● Task brief:
Pick out each line in the material below that contains the word "white", and copy those lines.

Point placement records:

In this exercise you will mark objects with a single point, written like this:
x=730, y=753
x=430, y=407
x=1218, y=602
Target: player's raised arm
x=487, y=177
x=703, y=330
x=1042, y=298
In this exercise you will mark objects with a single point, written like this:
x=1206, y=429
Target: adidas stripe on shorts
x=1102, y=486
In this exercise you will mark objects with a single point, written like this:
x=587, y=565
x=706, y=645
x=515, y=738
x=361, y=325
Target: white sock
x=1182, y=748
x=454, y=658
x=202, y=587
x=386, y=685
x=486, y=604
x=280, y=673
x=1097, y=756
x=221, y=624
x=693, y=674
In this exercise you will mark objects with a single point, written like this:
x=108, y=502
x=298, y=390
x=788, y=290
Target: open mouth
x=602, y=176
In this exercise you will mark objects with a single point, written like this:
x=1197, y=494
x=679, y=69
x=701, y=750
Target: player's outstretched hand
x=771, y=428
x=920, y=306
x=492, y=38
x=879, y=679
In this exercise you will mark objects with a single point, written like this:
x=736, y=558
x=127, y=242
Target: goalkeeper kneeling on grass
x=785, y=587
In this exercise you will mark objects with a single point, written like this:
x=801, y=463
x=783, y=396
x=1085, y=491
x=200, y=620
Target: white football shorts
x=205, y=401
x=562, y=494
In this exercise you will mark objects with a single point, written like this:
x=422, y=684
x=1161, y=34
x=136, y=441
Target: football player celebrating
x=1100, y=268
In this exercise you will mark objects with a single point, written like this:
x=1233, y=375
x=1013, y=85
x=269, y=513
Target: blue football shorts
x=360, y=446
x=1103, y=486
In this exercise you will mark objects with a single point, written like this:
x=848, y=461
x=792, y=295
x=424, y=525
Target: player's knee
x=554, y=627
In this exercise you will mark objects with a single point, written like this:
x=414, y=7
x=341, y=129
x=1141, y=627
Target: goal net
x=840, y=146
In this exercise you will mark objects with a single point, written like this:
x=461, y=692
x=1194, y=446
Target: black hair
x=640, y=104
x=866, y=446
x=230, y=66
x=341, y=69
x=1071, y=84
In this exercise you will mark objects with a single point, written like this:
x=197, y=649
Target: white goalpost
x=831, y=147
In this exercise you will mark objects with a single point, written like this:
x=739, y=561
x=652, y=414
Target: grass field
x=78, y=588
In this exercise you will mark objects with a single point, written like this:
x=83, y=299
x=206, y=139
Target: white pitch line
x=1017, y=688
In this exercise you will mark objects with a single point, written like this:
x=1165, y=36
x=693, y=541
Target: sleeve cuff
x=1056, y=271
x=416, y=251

● Result of this task:
Target: white sock
Target: white football shorts
Target: white goalpost
Target: white pitch line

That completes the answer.